Der Weg zur Isolde mutet (seit dem Hamburger Rollendebüt) sehr erfolgreich an. „Isoldes Liebestod“: Das liegt Ricarda Merbeth ideal in der Kehle! Mit „Mild und leise …“ hob sie an, farbenreich die Schwebetöne platzierend. Die Stimme flutete, hatte Weichheit, steigerte die Dramatik wohldosiert bis zum verklärten „In des Weltatems wehendem All-, ertrinken, versinken-,unbewusst-,höchste Lust!“ Man bekam  Lust, die gesamte Partie auch in Wien zu hören! Der in allen Lagen ausgeglichene, höhenpotente, absolut gesund klingende Sopran wird auch die Elektra bewältigen, die im November an der Mailandere Scala kommen wird. Nächste Meilensteine dieses Weges: Turandot (in Marseille) und Ägyptische Helena (wieder in Mailand).

Das Orchester begleitete ideal, Markus Poschner, hier mit heißem Herz, zugleich kühlem Kopf, gab er der Musik die nötige Hitze in den Steigerungen des Tristan-Vorspiels. Jedoch: Keine feuchte Schwüle! Die Musik „dampft“ nicht, sie „schwitzt“ nicht, hätte Richard Strauss vermutlich gesagt. Stürmischer Jubel des enthusiastischen Publikums schon zur Pause. Er galt Frau Merbeth – man  scheint  zu wissen, was man an dem neuen GMD in Linz hat und akklamierte auch das Orchester, das Vergleiche mit den ganz Großen der Branche nicht zu scheuen braucht!

___

● **Aufgabe**
Fassen Sie die Konzertbesprechung oben in genau zwei Sätzen zusammen.

___

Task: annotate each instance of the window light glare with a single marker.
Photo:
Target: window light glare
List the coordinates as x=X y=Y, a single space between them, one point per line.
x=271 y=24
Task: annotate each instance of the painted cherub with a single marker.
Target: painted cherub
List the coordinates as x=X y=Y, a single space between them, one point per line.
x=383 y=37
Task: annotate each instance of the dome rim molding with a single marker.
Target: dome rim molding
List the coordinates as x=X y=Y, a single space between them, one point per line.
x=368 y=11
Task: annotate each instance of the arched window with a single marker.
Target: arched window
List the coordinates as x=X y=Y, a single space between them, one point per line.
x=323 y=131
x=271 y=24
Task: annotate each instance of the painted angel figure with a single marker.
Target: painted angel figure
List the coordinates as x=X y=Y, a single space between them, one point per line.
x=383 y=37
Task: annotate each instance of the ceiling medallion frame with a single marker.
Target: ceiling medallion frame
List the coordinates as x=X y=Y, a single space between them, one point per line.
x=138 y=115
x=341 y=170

___

● **Lösung**
Ricarda Merbeth sang Isoldes Liebestod mit farbenreicher, weicher und wohldosiert gesteigerter Stimme, und die Besprechung traut ihrem in allen Lagen ausgeglichenen Sopran auch die Elektra zu, die sie im November an der Scala in Mailand singen wird. Das Orchester unter Markus Poschner begleitete ideal und gab dem Tristan-Vorspiel Hitze ohne Schwüle, und das Publikum feierte Merbeth und das Orchester mit stürmischem Jubel.